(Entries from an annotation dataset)

--- start ---

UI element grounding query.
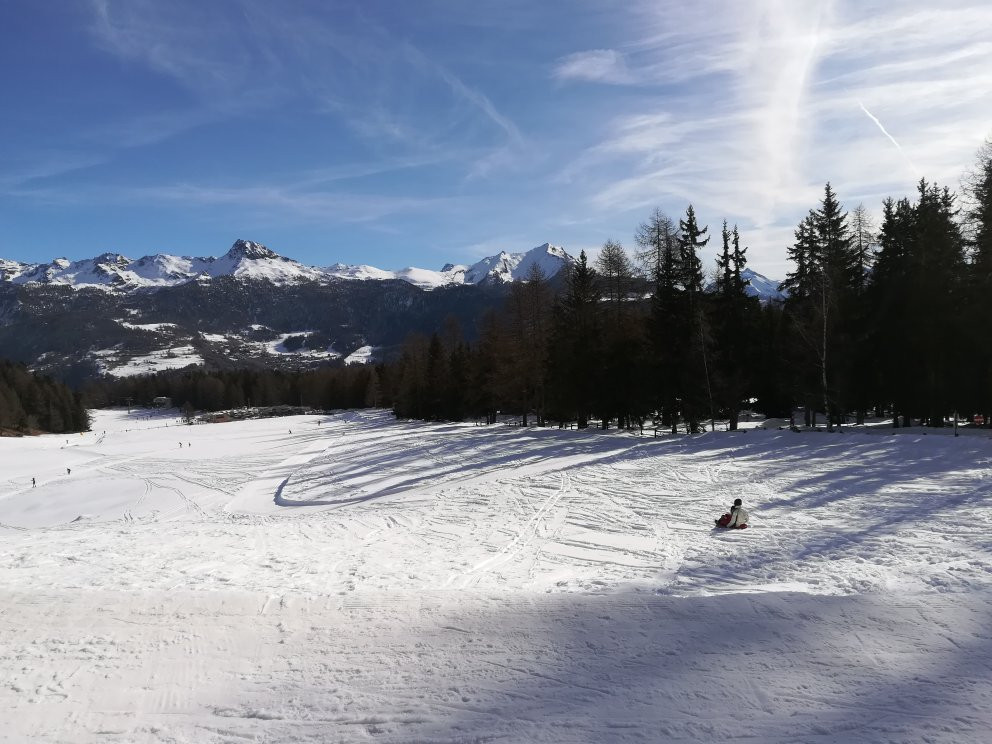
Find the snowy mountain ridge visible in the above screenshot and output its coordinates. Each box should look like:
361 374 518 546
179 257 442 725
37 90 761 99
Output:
0 240 575 292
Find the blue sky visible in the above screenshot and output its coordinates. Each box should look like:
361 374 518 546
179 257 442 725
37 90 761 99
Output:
0 0 992 278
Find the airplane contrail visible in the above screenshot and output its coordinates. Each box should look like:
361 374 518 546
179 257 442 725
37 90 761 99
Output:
858 101 920 176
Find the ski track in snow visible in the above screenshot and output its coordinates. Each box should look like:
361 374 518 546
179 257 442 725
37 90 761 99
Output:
0 411 992 743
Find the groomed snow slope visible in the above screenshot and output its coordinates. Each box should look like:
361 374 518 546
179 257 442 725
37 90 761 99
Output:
0 412 992 742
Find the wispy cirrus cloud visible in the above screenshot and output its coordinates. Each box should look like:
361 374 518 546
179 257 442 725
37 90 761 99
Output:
556 0 992 275
551 49 637 85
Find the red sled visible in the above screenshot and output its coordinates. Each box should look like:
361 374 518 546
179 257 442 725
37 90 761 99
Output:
714 514 747 530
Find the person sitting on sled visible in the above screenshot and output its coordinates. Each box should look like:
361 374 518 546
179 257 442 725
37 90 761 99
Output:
716 499 748 530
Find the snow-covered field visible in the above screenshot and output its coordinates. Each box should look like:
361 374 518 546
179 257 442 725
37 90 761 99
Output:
0 412 992 743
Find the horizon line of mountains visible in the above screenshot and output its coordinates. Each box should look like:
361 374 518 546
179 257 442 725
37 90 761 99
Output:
0 239 784 301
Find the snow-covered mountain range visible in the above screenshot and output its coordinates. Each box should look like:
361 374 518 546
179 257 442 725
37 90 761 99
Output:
0 240 575 292
0 240 784 301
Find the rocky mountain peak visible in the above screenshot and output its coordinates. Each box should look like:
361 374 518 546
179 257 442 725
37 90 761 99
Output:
227 238 280 260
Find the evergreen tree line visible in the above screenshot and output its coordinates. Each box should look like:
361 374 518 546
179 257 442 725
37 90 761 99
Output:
85 145 992 431
83 365 384 411
0 360 89 434
392 145 992 431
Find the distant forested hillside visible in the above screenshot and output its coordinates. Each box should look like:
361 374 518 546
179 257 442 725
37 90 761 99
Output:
0 360 89 435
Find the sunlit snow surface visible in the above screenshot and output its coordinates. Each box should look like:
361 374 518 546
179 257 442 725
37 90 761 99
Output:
0 412 992 742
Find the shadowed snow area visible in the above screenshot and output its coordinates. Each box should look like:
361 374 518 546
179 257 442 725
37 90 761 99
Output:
0 411 992 742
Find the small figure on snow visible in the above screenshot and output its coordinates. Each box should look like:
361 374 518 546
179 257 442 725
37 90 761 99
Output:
714 499 749 530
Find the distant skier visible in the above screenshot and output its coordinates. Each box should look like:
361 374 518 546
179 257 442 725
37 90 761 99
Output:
714 499 750 530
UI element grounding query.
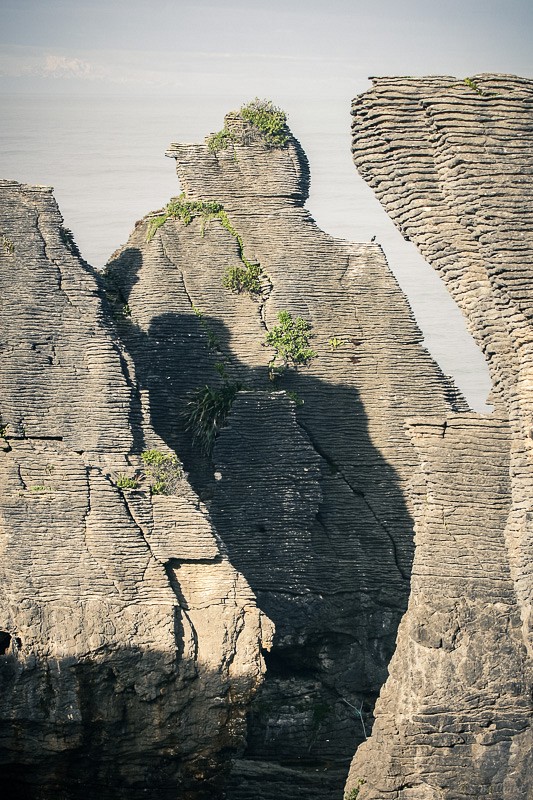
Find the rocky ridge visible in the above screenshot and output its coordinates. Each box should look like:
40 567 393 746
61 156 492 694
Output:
0 181 271 800
347 75 533 800
107 109 466 800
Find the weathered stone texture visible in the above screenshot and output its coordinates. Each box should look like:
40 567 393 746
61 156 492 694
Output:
107 111 466 800
0 181 271 800
348 75 533 800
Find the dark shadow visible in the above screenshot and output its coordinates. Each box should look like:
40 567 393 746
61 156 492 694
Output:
107 302 413 798
0 645 250 800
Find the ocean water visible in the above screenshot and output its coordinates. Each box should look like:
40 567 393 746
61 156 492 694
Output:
0 94 490 411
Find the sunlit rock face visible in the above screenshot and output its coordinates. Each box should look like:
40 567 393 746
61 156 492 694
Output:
106 108 460 800
0 181 271 800
347 75 533 800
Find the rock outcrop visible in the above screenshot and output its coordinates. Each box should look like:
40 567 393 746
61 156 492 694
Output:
347 75 533 800
0 181 271 800
107 109 466 800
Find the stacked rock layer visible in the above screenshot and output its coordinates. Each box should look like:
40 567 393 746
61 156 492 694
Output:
107 109 466 800
0 181 271 800
348 75 533 800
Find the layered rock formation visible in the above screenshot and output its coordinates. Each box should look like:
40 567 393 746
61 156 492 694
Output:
348 75 533 800
107 109 466 800
0 181 271 800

--- end ---

- [Goal]: Present every line of the material above as a Markdown table with the columns "No." and "Line", numbering the rows and omitting blank lines. Do not include the pictures.

- [Written solution]:
| No. | Line |
|---|---|
| 1 | UI element grounding query. |
| 2 | Find the snowy mountain ridge visible in the above screenshot and output its coordinates. Each box should look like: |
| 3 | 361 374 518 546 |
| 4 | 179 257 442 725 |
| 5 | 37 90 761 99 |
| 6 | Output: |
| 7 | 0 240 575 292 |
| 8 | Find the blue sky visible in the above screenshot and output its coordinates. Each box should look like: |
| 9 | 361 374 518 546 |
| 10 | 179 257 442 725 |
| 11 | 37 90 761 99 |
| 12 | Output: |
| 13 | 0 0 992 278 |
| 14 | Find the airplane contrail visible in the above screenshot and output its coordinates. Each box should look like: |
| 15 | 361 374 518 546 |
| 16 | 179 257 442 725 |
| 17 | 37 90 761 99 |
| 18 | Output: |
| 19 | 858 101 920 176 |
| 20 | Find the ski track in snow visible in the above screenshot and output its coordinates. Each box should look like: |
| 21 | 361 374 518 546 |
| 22 | 179 257 442 725 |
| 23 | 37 90 761 99 |
| 24 | Output: |
| 25 | 0 411 992 743 |
| 26 | Find the groomed snow slope visible in the above screenshot and output its coordinates. Each box should look like: |
| 27 | 361 374 518 546 |
| 28 | 179 257 442 725 |
| 29 | 37 90 761 99 |
| 30 | Output: |
| 31 | 0 412 992 742 |
| 32 | Find the wispy cirrus cloud visible in the above screenshot and output its coordinates. Each box should look like: |
| 33 | 361 374 518 546 |
| 34 | 179 257 442 725 |
| 35 | 37 90 761 99 |
| 36 | Output: |
| 37 | 556 0 992 275 |
| 38 | 551 49 637 85 |
| 39 | Find the red sled visible in the above screenshot and output its coordinates. Each box should look like: |
| 40 | 361 374 518 546 |
| 41 | 179 257 442 725 |
| 42 | 37 90 761 99 |
| 43 | Output: |
| 44 | 714 514 747 530 |
| 45 | Find the person sitting on sled visible in the above screenshot and output its coordinates. Each box should look like: |
| 46 | 361 374 518 546 |
| 47 | 179 257 442 725 |
| 48 | 37 90 761 99 |
| 49 | Output: |
| 50 | 716 499 748 530 |
| 51 | Find the snow-covered field visible in the above screenshot and output its coordinates. Each box should look like: |
| 52 | 361 374 518 546 |
| 53 | 179 257 442 725 |
| 54 | 37 90 761 99 |
| 55 | Output: |
| 56 | 0 412 992 743 |
| 57 | Find the horizon line of mountains visible in the above screenshot and output its coordinates. Each box should look like: |
| 58 | 361 374 518 546 |
| 59 | 179 257 442 725 |
| 60 | 37 90 761 99 |
| 61 | Output: |
| 62 | 0 239 784 301 |
| 63 | Find the snow-covered mountain range visible in the above screenshot and output its coordinates. Each box should look like: |
| 64 | 361 374 518 546 |
| 65 | 179 257 442 725 |
| 66 | 37 90 761 99 |
| 67 | Output: |
| 68 | 0 240 575 292 |
| 69 | 0 240 784 301 |
| 70 | Find the rocky mountain peak visible in the above screenshot and output its coordinates. Each box should look like: |
| 71 | 361 374 518 546 |
| 72 | 179 257 442 725 |
| 73 | 37 90 761 99 |
| 74 | Output: |
| 75 | 227 238 280 260 |
| 76 | Find the evergreen tree line visible in the above screenshot and output its coordinates. Each box should look like: |
| 77 | 361 374 518 546 |
| 78 | 179 257 442 725 |
| 79 | 37 90 761 99 |
| 80 | Output: |
| 81 | 85 145 992 431 |
| 82 | 83 365 384 411 |
| 83 | 0 360 89 434 |
| 84 | 392 145 992 431 |
| 85 | Find the distant forested hillside visible in the above screenshot and output its coordinates. Each box should look like: |
| 86 | 361 374 518 546 |
| 87 | 179 257 442 725 |
| 88 | 37 90 761 99 |
| 89 | Output: |
| 90 | 0 360 89 435 |
| 91 | Find the sunlit snow surface visible in the above screenshot and output its coordinates. Each box should look like: |
| 92 | 361 374 518 546 |
| 93 | 179 257 442 725 |
| 94 | 37 90 761 99 |
| 95 | Output: |
| 96 | 0 412 992 742 |
| 97 | Find the shadowed snow area visible in the above screenshot and output its coordinates. Each box should look like: |
| 98 | 361 374 518 546 |
| 99 | 179 257 442 725 |
| 100 | 37 90 761 99 |
| 101 | Output: |
| 102 | 0 411 992 742 |
| 103 | Find the small figure on snow visible in the above screenshot and output its coordinates. Each box should look like: |
| 104 | 361 374 518 546 |
| 105 | 179 257 442 725 |
| 106 | 37 90 761 99 |
| 107 | Output: |
| 108 | 714 499 749 530 |
| 109 | Find the distant skier visible in the above screenshot and output its coordinates. Each box should look like: |
| 110 | 361 374 518 546 |
| 111 | 179 257 442 725 |
| 112 | 37 90 761 99 |
| 113 | Output: |
| 114 | 714 499 750 530 |
| 115 | UI element grounding query. |
| 116 | Find the rocky ridge visible in the above screenshot and output its coordinates. Each box should look like: |
| 117 | 40 567 393 746 |
| 118 | 61 156 492 694 |
| 119 | Output: |
| 120 | 0 181 271 800 |
| 121 | 347 75 533 800 |
| 122 | 107 109 466 800 |
| 123 | Find the weathered stone texture visible in the above screenshot and output its coordinates. Each box should look like: |
| 124 | 40 567 393 746 |
| 125 | 61 156 492 694 |
| 126 | Output: |
| 127 | 107 111 466 800 |
| 128 | 0 181 271 800 |
| 129 | 348 75 533 800 |
| 130 | Find the dark shadow visible in the above screenshot and output its coordinates. Each box should look like: |
| 131 | 40 567 393 746 |
| 132 | 61 156 492 694 |
| 133 | Output: |
| 134 | 107 302 413 798 |
| 135 | 0 645 250 800 |
| 136 | Find the ocean water visible in the above screenshot and output its coordinates. Each box should look like: |
| 137 | 40 567 393 746 |
| 138 | 61 156 492 694 |
| 139 | Output: |
| 140 | 0 94 490 411 |
| 141 | Find the sunlit rock face visible in the above screenshot and output its coordinates. Each box should look like: |
| 142 | 40 567 393 746 |
| 143 | 61 156 492 694 |
| 144 | Output: |
| 145 | 106 108 460 800 |
| 146 | 0 181 271 800 |
| 147 | 347 75 533 800 |
| 148 | Find the rock outcrop visible in the above screenshot and output its coordinates. Each box should look like: |
| 149 | 40 567 393 746 |
| 150 | 61 156 492 694 |
| 151 | Output: |
| 152 | 347 75 533 800 |
| 153 | 0 181 271 800 |
| 154 | 107 109 466 800 |
| 155 | Find the stacked rock layer visible in the above screenshot and output its coordinates. Each box should look like: |
| 156 | 40 567 393 746 |
| 157 | 61 156 492 694 |
| 158 | Output: |
| 159 | 107 109 466 800 |
| 160 | 0 181 271 800 |
| 161 | 348 75 533 800 |
| 162 | Find the layered rock formation visible in the above screenshot and output its coordinates. Each box should look like: |
| 163 | 40 567 393 746 |
| 164 | 61 156 492 694 |
| 165 | Output: |
| 166 | 348 75 533 800 |
| 167 | 107 109 466 800 |
| 168 | 0 181 271 800 |